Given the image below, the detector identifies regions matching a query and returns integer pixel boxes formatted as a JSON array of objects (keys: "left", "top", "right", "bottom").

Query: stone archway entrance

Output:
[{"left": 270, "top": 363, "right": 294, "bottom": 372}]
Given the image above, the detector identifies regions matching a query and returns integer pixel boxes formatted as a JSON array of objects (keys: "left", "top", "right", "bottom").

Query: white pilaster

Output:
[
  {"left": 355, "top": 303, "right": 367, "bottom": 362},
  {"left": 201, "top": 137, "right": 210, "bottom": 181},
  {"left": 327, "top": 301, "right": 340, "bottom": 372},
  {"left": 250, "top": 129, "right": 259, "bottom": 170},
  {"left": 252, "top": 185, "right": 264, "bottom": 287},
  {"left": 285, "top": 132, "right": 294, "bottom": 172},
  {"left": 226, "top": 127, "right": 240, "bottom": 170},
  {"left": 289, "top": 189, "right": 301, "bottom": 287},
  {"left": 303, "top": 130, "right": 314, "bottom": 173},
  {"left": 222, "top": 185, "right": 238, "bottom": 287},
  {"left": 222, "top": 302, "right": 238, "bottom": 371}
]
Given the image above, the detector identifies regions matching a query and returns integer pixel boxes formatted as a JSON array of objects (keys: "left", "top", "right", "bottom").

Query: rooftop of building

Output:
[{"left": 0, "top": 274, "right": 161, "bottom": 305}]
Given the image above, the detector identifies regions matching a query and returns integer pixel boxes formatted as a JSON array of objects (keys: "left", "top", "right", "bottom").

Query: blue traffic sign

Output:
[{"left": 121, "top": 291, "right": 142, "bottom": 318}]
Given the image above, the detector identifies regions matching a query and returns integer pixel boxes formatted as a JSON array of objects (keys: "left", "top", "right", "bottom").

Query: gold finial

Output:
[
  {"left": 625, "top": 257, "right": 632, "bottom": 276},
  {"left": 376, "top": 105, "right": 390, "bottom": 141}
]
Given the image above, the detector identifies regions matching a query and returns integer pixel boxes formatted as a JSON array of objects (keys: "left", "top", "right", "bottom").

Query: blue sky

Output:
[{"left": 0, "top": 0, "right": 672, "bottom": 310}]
--*--
Count the lines in the material above that contain the string "blue", with uppercase and lowercase treated as different. Give only the number.

2